→ **Passage given**:
-----

Court order may be needed to place smoking-ban issue on Nov. 3 ballot

Maryland Heights City Clerk Jan Telthorst, left, addresses the County Council last week about the negative impact a proposed ban on public smoking would have on her community. A countywide public smoking ban referendum may be considered by voters in November. Bill Milligan photo

Maryland Heights City Clerk Jan Telthorst, left, addresses the County Council last week about the negative impact a proposed ban on public smoking would have on her community. A countywide public smoking ban referendum may be considered by voters in November. Bill Milligan photo

By EVAN YOUNG

A countywide public smoking ban referendum may need a court order to show up on the November ballot.

The effort’s sponsor, Fifth District Councilman Barbara Fraser, D-University City, planned to reintroduce the proposition legislation Tuesday, after press time, following the County Council’s tentative approval of the bill last week.

-----

→ **Data listing**:
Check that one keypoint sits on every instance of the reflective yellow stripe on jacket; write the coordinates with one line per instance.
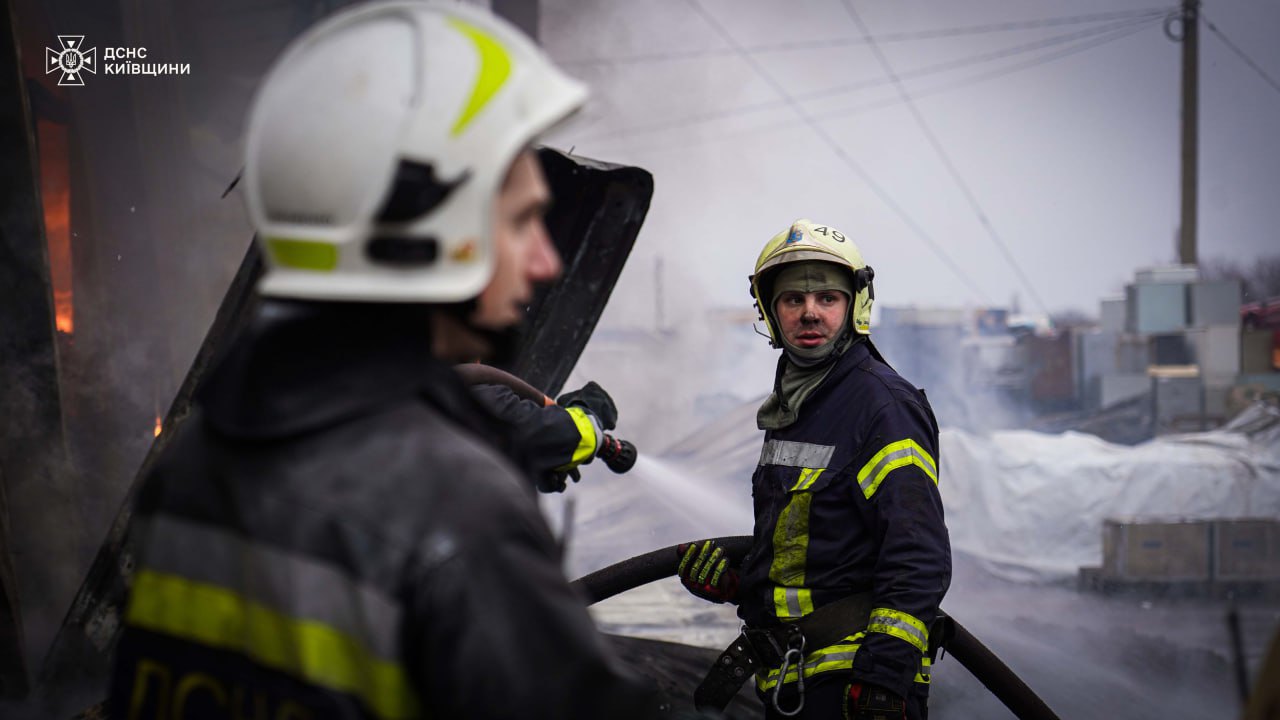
(900, 625)
(892, 456)
(830, 659)
(791, 550)
(307, 650)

-----

→ **Requirements**:
**a)** In the smoking-ban article, which council district does Councilman Barbara Fraser represent?
**b)** Copy the entry's instruction and coordinate lines exactly as they appear. Leave out the picture.
The news article and the entries have nothing to do with each other.

→ **Answers for the exercise**:
**a)** The Fifth District.

**b)**
Check that one keypoint sits on every instance of the reflective yellow stripe on jacket; write the coordinates with one line per instance.
(900, 625)
(892, 456)
(830, 659)
(791, 550)
(307, 650)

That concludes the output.